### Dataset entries

=-=-=-=-=

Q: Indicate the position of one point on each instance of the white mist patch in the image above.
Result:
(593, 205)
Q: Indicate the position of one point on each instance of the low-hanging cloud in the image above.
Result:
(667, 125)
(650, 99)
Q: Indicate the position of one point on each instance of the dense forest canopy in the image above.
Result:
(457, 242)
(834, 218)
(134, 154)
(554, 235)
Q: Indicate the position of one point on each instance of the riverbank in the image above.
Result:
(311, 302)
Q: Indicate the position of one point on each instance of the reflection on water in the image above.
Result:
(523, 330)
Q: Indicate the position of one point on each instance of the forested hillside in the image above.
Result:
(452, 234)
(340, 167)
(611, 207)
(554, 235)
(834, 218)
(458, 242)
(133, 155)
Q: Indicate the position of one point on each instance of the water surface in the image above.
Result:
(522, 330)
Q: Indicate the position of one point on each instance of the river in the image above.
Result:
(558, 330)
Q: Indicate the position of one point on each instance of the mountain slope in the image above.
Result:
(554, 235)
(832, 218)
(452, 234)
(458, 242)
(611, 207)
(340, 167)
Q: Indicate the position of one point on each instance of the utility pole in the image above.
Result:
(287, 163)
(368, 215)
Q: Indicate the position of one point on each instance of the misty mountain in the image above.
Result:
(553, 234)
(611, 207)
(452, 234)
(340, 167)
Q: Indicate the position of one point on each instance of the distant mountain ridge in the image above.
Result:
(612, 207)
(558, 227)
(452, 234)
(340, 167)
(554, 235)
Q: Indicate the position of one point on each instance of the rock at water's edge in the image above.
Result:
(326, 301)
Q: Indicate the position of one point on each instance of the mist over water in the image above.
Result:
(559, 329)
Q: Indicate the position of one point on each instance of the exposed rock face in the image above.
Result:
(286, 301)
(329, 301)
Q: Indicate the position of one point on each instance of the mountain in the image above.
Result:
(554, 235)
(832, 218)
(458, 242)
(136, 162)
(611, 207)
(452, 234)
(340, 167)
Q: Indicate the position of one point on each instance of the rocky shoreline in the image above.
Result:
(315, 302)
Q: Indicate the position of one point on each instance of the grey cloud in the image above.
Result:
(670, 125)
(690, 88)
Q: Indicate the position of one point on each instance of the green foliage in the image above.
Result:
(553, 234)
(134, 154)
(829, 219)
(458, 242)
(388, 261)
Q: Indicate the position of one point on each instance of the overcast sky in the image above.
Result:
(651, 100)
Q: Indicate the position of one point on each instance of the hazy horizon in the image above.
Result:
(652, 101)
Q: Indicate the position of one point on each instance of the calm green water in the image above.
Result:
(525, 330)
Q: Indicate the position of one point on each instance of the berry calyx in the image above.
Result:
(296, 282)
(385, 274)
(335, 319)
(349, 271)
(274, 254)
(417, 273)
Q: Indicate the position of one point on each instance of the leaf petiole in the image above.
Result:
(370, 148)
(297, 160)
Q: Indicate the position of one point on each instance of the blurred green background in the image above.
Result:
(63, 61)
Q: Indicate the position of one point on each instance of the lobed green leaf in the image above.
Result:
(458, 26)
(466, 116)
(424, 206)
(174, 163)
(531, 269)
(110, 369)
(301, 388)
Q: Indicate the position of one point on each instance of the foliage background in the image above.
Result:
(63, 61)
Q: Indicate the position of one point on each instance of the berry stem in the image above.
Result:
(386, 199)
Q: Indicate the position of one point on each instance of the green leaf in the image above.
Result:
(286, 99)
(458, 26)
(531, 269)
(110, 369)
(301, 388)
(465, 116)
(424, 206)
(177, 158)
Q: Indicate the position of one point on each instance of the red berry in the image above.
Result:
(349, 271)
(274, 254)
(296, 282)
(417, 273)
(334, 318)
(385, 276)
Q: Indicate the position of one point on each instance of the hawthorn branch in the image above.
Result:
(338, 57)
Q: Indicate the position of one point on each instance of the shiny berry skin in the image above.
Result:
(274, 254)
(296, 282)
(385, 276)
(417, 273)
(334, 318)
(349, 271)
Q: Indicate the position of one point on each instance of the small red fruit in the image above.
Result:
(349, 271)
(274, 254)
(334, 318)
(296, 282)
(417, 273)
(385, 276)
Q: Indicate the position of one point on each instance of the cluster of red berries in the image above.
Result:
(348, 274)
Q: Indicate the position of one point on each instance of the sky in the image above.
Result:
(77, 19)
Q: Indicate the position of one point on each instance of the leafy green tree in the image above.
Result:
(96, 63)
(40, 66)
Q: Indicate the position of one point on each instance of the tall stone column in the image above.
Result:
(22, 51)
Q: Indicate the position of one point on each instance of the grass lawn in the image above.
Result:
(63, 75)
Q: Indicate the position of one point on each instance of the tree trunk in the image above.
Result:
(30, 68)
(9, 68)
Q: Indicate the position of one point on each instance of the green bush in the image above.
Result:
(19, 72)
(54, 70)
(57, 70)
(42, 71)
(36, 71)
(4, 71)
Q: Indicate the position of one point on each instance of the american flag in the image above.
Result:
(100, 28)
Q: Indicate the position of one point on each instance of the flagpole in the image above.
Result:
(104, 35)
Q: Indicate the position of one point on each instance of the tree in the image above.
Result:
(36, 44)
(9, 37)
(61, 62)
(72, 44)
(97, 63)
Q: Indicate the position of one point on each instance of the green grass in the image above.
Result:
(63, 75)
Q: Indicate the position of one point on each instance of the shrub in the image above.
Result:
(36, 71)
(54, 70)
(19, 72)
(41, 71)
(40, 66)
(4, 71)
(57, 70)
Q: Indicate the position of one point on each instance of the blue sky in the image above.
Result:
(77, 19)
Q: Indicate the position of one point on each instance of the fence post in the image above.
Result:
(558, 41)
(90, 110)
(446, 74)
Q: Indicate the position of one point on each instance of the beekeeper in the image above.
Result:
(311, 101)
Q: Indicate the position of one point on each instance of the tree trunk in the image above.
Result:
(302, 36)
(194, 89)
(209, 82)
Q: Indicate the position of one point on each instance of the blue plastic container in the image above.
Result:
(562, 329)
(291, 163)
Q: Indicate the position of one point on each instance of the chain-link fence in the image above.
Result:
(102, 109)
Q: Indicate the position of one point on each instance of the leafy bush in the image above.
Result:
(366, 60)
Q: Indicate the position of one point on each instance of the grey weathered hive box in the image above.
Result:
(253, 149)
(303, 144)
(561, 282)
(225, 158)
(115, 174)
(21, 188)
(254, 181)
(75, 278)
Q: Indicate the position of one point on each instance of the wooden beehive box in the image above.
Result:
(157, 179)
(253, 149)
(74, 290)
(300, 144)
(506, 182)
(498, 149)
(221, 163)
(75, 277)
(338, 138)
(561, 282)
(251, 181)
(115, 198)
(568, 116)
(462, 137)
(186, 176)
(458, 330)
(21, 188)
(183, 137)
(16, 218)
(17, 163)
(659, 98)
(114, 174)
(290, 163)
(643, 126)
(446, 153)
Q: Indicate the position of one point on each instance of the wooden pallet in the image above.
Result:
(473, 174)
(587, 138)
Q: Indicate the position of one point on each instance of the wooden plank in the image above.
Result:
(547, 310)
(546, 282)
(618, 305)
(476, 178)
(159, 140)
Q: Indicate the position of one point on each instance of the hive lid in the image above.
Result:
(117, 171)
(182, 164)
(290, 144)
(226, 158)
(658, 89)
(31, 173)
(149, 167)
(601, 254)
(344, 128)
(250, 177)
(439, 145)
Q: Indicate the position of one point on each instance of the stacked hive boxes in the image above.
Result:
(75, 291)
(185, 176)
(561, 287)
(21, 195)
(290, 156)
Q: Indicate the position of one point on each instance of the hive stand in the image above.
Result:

=-=-=-=-=

### Prompt
Scan the data above and copy every line with "tree" in it.

### Exercise result
Q: Indicate the position of one point on each instance of the leafy green tree in the image above.
Q: Indicate the position of one point on each instance of the tree trunk in the image above.
Q: Indicate the position of one point on each instance of the tree in the image above.
Q: Indicate the position of one point on each instance of the tree trunk in the image above.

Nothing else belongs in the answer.